=== Text block ===

In the first virtual Tolles lecture on March 25, bestselling authors Roxane Gay and Kiese Laymon offered a conversation brimming with honesty and camaraderie for an otherwise isolated, at-home audience. From discussing what it means to become a well-known Black author to the nuances of writing during a pandemic, Gay and Laymon engaged and resonated with the nearly 600 people who tuned into the Zoom event.
After the authors attended a reception with Hamilton BIPOC students, Professor of Literature and Creative Writing Tina Hall moderated the lecture, asking Gay and Laymon viewers’ questions throughout the session. The discussion started with the duo’s description of their favorite happenings in pop culture today and evolved into a frank exchange about content warnings, writing for popular publications, and the strain of studying and working at predominantly white institutions. When asked what “college students should know how to do” by the time they graduate, each author provided their own insight:
“By the time you get out of college, I think you should know how to think for yourself,” Gay responded, explaining the importance of forming opinions independent of others. “And then not only to have that opinion, but to articulate it.”
Laymon agreed and added that he wished he had learned how to relate his own self, in particular his body, to his collegiate education. “What I did was pat myself on the back for knowing the words. ... What I did not do was think about what my relationship to those words [was].”

=== Supplied entries ===

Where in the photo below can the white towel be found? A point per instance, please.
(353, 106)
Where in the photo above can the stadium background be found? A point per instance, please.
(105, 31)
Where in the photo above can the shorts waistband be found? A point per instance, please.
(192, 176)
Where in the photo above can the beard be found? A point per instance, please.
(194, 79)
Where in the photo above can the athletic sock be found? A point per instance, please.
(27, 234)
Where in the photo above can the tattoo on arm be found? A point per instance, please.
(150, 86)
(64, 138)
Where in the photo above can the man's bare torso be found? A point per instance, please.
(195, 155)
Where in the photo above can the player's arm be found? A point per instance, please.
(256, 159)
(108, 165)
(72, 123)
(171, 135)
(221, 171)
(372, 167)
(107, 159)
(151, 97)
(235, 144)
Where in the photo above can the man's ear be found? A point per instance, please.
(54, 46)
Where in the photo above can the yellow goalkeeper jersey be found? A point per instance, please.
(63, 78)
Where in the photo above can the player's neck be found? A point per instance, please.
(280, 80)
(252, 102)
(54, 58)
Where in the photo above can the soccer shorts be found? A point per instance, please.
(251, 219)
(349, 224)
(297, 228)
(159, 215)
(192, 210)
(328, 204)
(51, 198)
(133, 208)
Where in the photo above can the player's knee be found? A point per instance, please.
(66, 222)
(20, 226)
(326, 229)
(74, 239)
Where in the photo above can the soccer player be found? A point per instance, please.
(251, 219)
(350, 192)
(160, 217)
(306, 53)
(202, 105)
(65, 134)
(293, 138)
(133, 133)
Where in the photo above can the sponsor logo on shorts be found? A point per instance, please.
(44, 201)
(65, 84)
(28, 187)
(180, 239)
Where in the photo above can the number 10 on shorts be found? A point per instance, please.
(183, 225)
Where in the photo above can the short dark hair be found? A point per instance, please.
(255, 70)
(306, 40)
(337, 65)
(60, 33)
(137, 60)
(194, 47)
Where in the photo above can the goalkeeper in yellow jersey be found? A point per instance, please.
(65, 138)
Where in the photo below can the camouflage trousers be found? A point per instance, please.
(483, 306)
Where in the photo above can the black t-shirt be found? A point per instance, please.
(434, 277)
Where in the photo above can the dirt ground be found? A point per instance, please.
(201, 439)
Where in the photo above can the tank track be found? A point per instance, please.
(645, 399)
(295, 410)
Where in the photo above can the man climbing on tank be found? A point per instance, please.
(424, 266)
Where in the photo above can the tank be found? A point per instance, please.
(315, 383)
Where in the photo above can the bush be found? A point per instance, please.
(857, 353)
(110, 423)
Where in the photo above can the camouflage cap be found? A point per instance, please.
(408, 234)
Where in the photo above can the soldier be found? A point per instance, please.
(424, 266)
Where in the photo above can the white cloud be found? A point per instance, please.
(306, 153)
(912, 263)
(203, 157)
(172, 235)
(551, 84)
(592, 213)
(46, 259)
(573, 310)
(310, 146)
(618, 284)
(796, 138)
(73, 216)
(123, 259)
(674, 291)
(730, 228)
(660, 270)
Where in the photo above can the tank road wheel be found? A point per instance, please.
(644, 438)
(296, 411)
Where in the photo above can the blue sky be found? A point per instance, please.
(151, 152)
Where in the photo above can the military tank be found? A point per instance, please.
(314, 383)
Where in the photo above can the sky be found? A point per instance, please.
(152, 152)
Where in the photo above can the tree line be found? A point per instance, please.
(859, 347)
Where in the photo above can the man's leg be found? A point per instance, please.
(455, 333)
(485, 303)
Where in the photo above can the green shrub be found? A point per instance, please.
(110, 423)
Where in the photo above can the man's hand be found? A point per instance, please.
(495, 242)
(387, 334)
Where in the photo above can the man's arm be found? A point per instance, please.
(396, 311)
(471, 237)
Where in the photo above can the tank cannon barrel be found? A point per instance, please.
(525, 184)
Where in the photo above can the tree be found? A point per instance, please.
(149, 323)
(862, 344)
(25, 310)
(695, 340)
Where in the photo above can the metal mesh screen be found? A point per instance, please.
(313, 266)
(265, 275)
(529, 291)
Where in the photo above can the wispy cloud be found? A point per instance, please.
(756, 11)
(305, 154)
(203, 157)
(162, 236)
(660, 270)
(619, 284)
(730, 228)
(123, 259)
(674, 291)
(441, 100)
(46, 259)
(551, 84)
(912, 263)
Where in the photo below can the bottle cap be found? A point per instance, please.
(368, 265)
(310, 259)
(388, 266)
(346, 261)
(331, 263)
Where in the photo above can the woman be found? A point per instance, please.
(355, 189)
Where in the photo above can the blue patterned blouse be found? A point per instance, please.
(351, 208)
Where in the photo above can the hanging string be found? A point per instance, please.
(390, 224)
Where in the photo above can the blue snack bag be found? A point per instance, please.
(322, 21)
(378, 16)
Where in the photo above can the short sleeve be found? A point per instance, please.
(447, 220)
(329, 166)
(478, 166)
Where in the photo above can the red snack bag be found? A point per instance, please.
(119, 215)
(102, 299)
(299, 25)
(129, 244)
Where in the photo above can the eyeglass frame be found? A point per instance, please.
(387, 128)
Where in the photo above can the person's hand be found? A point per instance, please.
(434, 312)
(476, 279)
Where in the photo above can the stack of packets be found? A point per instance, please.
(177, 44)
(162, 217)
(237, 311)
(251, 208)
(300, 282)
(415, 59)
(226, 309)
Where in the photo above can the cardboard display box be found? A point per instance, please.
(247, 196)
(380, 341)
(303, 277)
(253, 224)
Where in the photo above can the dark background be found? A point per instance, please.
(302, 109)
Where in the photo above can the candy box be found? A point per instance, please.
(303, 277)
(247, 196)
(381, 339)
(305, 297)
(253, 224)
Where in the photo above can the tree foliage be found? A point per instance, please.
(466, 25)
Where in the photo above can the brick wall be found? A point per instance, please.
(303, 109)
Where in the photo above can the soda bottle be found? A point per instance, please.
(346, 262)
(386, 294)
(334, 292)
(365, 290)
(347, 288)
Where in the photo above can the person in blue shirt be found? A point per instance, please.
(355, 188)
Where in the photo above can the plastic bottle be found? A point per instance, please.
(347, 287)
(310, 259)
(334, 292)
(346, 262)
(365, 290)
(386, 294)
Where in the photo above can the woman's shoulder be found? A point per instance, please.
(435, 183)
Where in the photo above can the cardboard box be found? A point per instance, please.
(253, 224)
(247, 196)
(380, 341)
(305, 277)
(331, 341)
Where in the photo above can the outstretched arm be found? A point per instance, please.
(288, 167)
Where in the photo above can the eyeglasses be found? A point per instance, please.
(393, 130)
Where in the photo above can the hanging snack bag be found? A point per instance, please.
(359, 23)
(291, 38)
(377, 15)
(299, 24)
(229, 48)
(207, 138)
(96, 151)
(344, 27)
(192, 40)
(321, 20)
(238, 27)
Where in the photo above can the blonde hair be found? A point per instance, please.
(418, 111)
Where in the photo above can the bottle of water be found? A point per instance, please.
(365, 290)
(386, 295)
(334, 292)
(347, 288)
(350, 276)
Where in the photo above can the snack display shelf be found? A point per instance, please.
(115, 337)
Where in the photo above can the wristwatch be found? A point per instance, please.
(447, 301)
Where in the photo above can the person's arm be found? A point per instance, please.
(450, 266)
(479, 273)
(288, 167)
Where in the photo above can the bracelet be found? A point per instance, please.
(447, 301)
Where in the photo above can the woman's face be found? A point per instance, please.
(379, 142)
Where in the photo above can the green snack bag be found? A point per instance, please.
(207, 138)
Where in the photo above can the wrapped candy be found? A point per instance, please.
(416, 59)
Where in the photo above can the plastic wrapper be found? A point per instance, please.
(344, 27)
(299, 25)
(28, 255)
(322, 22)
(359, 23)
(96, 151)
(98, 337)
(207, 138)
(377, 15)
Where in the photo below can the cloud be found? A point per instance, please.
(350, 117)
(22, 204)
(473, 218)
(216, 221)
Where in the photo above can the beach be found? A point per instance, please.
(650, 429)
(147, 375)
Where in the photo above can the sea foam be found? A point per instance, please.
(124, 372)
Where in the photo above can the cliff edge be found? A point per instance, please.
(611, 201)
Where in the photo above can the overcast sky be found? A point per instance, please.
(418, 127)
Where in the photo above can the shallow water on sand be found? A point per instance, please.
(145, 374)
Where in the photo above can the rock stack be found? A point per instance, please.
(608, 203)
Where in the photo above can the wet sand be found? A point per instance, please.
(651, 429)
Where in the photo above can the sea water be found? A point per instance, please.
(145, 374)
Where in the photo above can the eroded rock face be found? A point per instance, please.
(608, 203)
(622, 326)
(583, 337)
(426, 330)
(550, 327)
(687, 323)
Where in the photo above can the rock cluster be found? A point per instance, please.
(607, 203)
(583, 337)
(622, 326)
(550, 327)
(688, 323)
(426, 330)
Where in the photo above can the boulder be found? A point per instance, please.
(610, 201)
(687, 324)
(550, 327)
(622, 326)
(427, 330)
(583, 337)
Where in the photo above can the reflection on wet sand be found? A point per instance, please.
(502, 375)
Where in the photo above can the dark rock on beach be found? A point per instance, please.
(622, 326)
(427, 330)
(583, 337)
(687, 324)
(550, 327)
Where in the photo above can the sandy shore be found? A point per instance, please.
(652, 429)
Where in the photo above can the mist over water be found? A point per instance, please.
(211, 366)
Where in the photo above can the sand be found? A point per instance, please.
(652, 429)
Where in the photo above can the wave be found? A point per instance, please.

===

- [Task list]:
1/ List every person named in the Tolles lecture article.
2/ Please rewrite the paragraph of the Tolles lecture article that begins "After the authors attended a reception" as a short bulleted list that keeps its main facts.
3/ Carry the Tolles lecture article forward from its last sentence.

- [Answers provided]:
1/
Roxane Gay
Kiese Laymon
Tina Hall

2/
- Before the lecture, Gay and Laymon attended a reception with Hamilton BIPOC students.
- Tina Hall, Professor of Literature and Creative Writing, moderated and asked the authors viewers' questions throughout.
- The discussion opened with their favorite happenings in pop culture today.
- It moved on to content warnings, writing for popular publications, and the strain of studying and working at predominantly white institutions.
- Each author answered what college students should know how to do by graduation.

3/
Both authors concluded by mentioning their upcoming projects. Gay’s new novel How to Be Heard will come out on November 16, and she is currently starting her own literary imprint and adapting a three-season television show that “will hopefully be streaming next year.” Laymon similarly has kept busy, becoming involved in television and film and anticipating the release of his book Long Division on June 1, along with two more books to be released in 2022.
Gay is the author of Bad Feminist, Hunger: A Memoir of My Body, An Untamed State, and Difficult Women. She is a contributing op-ed writer for The New York Times and the first Black woman to ever write for Marvel. Laymon is the bestselling author of Heavy: An American Memoir and How to Slowly Kill Yourself and Others in America. He is the Hubert H. McAlexander Chair of English at the University of Mississippi and recipient of the 2020-21 Radcliffe Fellowship at Harvard.
The lecture was sponsored by the Winton J. Tolles Lecture Fund and hosted by Hamilton’s Literature and Creative Writing Department. The Tolles lecture was established in 1991 by members of the Class of 1951 in memory of Winton Tolles, Class of 1928 and dean of the College from 1947 to 1972. The fund allows Hamilton to bring to campus distinguished speakers in the fields of literature, journalism, and theater to lecture and meet with students.